#### Exercise data
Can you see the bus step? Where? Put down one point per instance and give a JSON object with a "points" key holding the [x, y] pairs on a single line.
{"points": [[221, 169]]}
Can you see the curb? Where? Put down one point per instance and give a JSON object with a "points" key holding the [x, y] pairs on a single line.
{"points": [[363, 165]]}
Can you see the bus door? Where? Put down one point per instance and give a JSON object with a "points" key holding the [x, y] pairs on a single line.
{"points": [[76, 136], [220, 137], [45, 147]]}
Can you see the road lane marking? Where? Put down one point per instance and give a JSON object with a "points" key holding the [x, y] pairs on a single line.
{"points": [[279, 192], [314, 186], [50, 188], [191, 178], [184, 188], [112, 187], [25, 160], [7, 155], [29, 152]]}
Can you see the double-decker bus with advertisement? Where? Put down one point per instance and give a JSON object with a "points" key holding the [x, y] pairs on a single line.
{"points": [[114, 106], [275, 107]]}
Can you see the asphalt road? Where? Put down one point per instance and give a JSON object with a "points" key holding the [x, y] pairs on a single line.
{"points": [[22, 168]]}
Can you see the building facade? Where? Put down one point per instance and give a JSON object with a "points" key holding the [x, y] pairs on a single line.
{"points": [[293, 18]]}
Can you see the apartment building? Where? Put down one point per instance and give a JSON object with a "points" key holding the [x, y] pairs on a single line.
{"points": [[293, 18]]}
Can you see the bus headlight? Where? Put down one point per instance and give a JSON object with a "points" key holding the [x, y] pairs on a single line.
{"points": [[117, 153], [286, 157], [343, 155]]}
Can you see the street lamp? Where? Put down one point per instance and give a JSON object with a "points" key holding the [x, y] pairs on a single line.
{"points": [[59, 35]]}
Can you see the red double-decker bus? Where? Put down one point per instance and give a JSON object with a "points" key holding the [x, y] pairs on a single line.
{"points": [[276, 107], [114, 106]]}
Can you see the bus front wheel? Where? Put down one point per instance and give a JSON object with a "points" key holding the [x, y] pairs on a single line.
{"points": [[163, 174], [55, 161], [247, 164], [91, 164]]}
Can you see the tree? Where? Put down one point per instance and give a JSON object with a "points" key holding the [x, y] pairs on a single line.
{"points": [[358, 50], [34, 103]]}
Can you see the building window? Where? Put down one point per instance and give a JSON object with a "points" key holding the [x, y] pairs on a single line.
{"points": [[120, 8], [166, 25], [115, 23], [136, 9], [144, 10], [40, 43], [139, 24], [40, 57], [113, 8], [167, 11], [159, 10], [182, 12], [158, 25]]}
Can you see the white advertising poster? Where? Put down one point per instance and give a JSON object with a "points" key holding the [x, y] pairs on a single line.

#### Problem description
Write out the material from the first line to the last, exactly.

#### Problem solution
Can you see the bus step? Where? Put down one point per instance and give a JSON object with a "points" key holding the [x, y] pairs on a single line.
{"points": [[221, 169]]}
Can you see the curb? Where? Put down one point per instance and give a JSON object with a "points" key holding the [x, y] pairs on a single line.
{"points": [[363, 165]]}
Can you see the bus door? Where? Put down one point per instance and give a JSON object with a "points" key holding the [x, y] pairs on a single line.
{"points": [[76, 136], [220, 137], [45, 147]]}
Can you see the road lane marking? Where? Put down one point per instance and give a JSON object with a "points" key holding the [x, y] pairs on a single line.
{"points": [[279, 192], [314, 186], [50, 188], [191, 178], [184, 188], [112, 187], [25, 160], [7, 155], [29, 152]]}
Can you see the double-decker bus with advertisement? Where? Put down one point per instance and give a JSON object with a "points" key holding the [x, y] pairs on a single line.
{"points": [[114, 106], [275, 107]]}
Can you see the asphalt road? Where? Put down one point per instance and give a JSON object with a "points" key holding the [x, y] pairs on a single line.
{"points": [[22, 168]]}
Can you see the building facade? Where? Put down one point per instance and give a JSON object with a "points" key holding the [x, y] pairs on a single line.
{"points": [[293, 18]]}
Can you see the apartment building? Where? Put down one point per instance and give a JSON object with a "points" key holding the [x, y] pairs on a single line.
{"points": [[293, 18]]}
Can you see the bus headlight? Where? Put down one point per instance and give a JSON object with a "points" key holding the [x, y] pairs on a single line.
{"points": [[117, 153], [286, 157], [343, 155]]}
Can you see the street lamp? Where? Put down one point per instance and give a JSON object with a "points" key holding the [x, y] pairs on a single line.
{"points": [[59, 35]]}
Can you see the red double-decker bus? Where? Put down one point per instance and give a JSON object with a "points" key holding the [x, y] pairs on a single line.
{"points": [[276, 107], [114, 106]]}
Can you see the bus front wheel? Where? Put down one point per instance and give a JSON object with a "points" key holding the [x, y] pairs on a single line.
{"points": [[163, 174], [55, 161], [247, 164], [91, 164]]}
Can you see the tree? Where? Put down one point per instance and give a JSON object with a "points" key holding the [x, y] pairs on a single line.
{"points": [[358, 50], [34, 103]]}
Can you see the building window? Where? Put down one point per instance and give a JSON object with a "points" key holding the [x, y] pairs on a single line.
{"points": [[120, 8], [166, 25], [115, 23], [136, 9], [144, 10], [40, 43], [139, 24], [40, 57], [113, 8], [167, 11], [159, 10], [182, 12], [158, 25]]}
Can you see the white advertising poster? Where? Put down one point per instance and give a JSON object with a "points" key holding the [x, y] pairs on a single line.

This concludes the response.